[Given task] Count the lines in the records below that contain the string "sleeve", where case counts, and give only that number.

○ ○ ○ ○

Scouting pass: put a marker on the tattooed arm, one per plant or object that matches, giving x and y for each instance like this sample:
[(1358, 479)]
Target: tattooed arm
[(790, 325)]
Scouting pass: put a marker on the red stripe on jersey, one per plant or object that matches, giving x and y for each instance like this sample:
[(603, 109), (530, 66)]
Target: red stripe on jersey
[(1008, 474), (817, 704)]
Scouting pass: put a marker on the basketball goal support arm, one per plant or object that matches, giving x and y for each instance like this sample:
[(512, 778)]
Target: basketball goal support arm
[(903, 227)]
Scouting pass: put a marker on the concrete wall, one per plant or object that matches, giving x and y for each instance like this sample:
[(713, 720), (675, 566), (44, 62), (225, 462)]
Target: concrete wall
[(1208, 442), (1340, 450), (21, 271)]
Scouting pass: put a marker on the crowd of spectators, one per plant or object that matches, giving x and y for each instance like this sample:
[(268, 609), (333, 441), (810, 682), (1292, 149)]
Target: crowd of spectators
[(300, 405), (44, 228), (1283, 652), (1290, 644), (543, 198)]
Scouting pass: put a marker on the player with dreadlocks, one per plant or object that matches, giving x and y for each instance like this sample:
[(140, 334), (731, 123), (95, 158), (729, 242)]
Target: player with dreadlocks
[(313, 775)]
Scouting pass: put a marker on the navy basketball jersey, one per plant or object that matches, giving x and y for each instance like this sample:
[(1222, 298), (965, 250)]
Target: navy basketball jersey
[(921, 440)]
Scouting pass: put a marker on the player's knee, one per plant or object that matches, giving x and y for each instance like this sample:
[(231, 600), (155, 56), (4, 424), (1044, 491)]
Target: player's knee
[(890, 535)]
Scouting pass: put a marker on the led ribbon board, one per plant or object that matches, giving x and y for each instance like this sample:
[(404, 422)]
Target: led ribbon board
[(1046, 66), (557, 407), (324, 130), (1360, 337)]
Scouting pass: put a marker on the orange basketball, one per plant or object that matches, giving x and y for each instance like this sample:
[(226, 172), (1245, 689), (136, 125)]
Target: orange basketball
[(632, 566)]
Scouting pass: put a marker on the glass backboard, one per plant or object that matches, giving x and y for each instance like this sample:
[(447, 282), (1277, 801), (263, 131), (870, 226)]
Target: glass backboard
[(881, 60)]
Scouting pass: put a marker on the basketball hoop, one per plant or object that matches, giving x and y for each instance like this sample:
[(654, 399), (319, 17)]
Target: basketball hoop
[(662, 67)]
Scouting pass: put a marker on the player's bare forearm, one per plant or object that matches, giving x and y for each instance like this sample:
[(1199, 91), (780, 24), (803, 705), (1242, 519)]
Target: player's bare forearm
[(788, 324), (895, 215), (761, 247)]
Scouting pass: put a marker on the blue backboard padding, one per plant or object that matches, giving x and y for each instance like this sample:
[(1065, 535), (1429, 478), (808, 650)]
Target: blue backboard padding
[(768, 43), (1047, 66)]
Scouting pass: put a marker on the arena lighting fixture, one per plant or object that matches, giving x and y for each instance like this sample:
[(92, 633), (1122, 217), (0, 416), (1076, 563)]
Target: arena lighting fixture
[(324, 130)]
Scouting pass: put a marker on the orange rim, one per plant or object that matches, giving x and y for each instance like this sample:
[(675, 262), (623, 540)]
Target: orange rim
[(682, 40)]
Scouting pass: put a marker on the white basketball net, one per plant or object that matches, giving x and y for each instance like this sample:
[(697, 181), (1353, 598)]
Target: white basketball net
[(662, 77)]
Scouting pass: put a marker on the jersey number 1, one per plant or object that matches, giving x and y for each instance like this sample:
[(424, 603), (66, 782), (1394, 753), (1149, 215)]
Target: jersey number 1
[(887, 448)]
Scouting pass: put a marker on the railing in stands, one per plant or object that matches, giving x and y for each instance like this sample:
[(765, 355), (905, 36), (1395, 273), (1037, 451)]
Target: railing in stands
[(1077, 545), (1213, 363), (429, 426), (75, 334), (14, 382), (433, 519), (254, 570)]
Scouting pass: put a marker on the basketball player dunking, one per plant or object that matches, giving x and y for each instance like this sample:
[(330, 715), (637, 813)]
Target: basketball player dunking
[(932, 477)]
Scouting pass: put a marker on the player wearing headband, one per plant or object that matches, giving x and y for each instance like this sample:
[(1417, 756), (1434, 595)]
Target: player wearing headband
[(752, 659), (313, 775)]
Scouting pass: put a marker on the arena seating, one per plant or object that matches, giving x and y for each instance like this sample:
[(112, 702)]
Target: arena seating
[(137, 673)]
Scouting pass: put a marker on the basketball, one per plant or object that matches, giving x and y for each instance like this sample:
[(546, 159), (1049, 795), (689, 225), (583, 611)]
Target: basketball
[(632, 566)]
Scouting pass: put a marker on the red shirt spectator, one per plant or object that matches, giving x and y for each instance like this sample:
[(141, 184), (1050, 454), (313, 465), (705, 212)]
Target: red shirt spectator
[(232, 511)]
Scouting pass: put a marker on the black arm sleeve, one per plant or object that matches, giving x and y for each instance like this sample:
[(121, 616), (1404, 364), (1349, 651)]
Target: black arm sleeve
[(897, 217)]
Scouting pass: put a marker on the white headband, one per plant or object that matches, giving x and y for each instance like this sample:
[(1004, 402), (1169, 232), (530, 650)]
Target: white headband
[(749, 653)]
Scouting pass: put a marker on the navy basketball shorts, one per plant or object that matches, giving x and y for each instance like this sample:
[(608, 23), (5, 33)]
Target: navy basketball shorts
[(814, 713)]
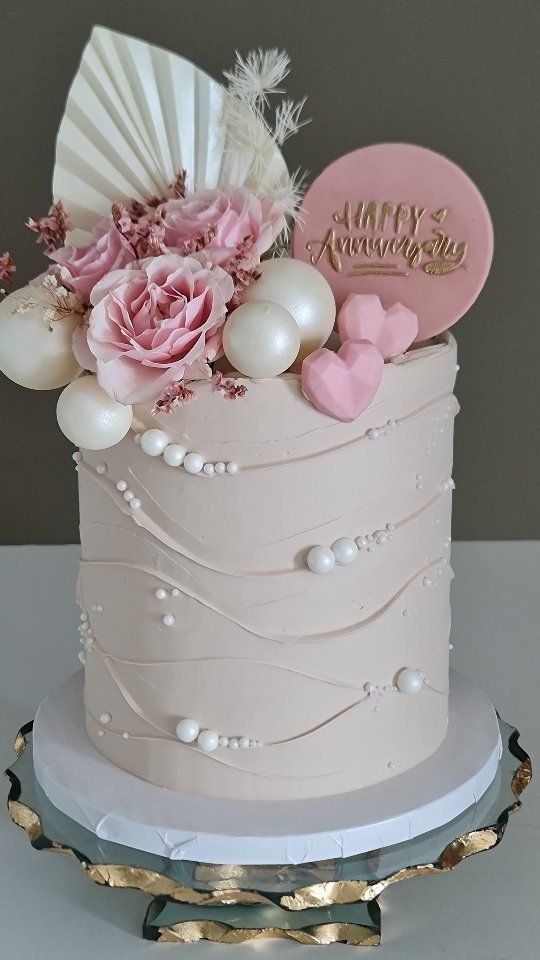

○ ○ ○ ○

[Task answer] 2